== Exercise materials ==
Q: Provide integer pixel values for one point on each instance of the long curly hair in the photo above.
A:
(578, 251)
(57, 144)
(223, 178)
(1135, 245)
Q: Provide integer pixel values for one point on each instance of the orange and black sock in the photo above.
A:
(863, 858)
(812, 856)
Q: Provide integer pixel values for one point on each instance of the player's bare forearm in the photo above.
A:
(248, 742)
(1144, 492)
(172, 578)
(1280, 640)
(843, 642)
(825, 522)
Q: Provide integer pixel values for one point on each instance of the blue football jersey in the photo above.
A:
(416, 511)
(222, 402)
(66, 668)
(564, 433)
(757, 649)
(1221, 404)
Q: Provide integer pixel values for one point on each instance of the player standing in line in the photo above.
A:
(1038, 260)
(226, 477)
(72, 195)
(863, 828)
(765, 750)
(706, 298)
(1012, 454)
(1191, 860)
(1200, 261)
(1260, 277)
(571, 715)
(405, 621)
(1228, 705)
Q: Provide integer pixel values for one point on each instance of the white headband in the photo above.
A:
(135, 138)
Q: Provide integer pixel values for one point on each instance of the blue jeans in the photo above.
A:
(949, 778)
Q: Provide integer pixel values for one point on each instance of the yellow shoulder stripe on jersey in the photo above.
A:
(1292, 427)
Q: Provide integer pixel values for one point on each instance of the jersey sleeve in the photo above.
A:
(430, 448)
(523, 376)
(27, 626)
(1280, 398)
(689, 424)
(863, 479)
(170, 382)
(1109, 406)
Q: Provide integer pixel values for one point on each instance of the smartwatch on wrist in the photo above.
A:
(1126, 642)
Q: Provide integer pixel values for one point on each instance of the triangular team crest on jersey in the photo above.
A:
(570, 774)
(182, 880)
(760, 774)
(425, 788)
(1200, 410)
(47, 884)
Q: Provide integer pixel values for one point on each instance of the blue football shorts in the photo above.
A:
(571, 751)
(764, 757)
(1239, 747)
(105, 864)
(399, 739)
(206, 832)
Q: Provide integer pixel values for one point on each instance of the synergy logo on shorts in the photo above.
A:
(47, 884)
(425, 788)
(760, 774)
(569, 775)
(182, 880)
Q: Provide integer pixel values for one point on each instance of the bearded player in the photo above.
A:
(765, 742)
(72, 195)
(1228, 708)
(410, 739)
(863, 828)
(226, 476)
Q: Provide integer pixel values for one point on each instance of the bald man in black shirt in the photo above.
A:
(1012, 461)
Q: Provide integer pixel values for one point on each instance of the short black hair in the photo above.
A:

== Aim of the exercise ==
Print every one of the rows above again, word for word and in the same order.

== Complete answer ==
Q: Provide integer pixel values for one point on each instance of the long curly hair in the photo above.
A:
(578, 251)
(57, 144)
(223, 178)
(1135, 245)
Q: Provide integer pixel values for one point on each instance of the orange and black sock in the photo above.
A:
(863, 858)
(812, 856)
Q: Provide integer pixel values for one point on each instance of the player's bare forearm in the photo above.
A:
(248, 742)
(1144, 492)
(172, 578)
(1280, 640)
(843, 642)
(825, 522)
Q: Provide integer pixel values for one point on each instance of the blue football jersey in the photo above.
A:
(416, 511)
(222, 402)
(66, 668)
(564, 433)
(757, 649)
(1221, 404)
Q: Provide integer pixel values for one point on each instance of the player standing in line in the photo above.
A:
(1038, 260)
(226, 477)
(72, 195)
(863, 828)
(765, 750)
(706, 298)
(1012, 454)
(1191, 860)
(1200, 261)
(1260, 277)
(571, 715)
(405, 621)
(1228, 705)
Q: Provide integer pixel values for one point on each instance of the white headband in the photo above.
A:
(135, 138)
Q: Provide integer pixel values for one point on each instance of the blue jeans in the photo above.
A:
(949, 778)
Q: Provide integer pixel values for one point on each instance of the yellow shoulder stripe on jersey in the photo above.
A:
(1292, 427)
Q: Provide integer pixel values for one point on each instance of the jersey sleeve in the photo above.
A:
(430, 448)
(523, 376)
(27, 626)
(1280, 398)
(689, 424)
(863, 479)
(170, 382)
(1109, 406)
Q: Provide integer pixel values for one point on each instance of the smartwatch on wrist in the photo above.
A:
(1126, 642)
Q: Provide integer pixel values for one point on each instance of the triangular team crest on jersey in the photo above.
A:
(570, 774)
(182, 880)
(760, 774)
(425, 788)
(1200, 410)
(47, 884)
Q: Provide integer pixel values for one point on each instance of the blue football shorts in the photo above.
A:
(571, 751)
(764, 757)
(1239, 747)
(105, 864)
(399, 739)
(206, 832)
Q: Provide integer pixel values for one point on each instance of the synergy logo on shorts in the photo above.
A:
(47, 884)
(425, 788)
(760, 774)
(569, 775)
(182, 880)
Q: Provide integer pixel values for one point on each instance of the bearded player in the photo above.
A:
(765, 742)
(72, 195)
(1228, 708)
(410, 739)
(863, 828)
(226, 476)
Q: Provide integer pixel values for one point on each instance of the bald man in black shirt in the photo above.
A:
(1012, 461)
Q: Provide integer pixel values for one point on each instance of the short black hair in the photo above.
A:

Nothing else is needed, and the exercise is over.